══ Provided entries
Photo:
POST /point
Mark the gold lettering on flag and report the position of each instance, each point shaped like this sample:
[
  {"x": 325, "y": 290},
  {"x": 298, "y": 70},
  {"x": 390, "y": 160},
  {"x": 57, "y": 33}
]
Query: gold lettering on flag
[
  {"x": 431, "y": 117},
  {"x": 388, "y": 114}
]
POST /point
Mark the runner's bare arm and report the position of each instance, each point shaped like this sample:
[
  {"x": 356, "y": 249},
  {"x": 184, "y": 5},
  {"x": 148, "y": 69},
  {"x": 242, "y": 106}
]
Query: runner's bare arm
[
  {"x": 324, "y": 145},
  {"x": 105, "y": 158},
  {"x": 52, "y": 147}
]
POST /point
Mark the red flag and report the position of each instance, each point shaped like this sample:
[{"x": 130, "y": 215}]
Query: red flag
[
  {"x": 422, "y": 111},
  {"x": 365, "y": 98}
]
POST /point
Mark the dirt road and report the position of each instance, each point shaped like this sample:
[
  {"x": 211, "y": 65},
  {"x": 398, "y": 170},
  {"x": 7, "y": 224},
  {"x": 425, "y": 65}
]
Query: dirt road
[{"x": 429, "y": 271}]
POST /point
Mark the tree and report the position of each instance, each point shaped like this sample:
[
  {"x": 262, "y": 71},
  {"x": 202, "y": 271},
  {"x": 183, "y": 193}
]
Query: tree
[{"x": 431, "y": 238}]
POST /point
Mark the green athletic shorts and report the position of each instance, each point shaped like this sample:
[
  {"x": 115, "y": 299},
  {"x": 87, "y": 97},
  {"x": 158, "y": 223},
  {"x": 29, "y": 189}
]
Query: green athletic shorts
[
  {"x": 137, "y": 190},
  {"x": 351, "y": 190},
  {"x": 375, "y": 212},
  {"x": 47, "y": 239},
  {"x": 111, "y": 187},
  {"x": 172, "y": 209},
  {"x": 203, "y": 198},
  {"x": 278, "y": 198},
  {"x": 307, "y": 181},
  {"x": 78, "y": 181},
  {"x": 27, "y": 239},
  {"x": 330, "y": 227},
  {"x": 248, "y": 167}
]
════
◆ Exercise directions
Report every line in the records above that contains the word "dirt", treating uppercase and lowercase as different.

◆ Exercise result
Mark the dirt road and report the position of each instance, each point shaped like this sample:
Query: dirt road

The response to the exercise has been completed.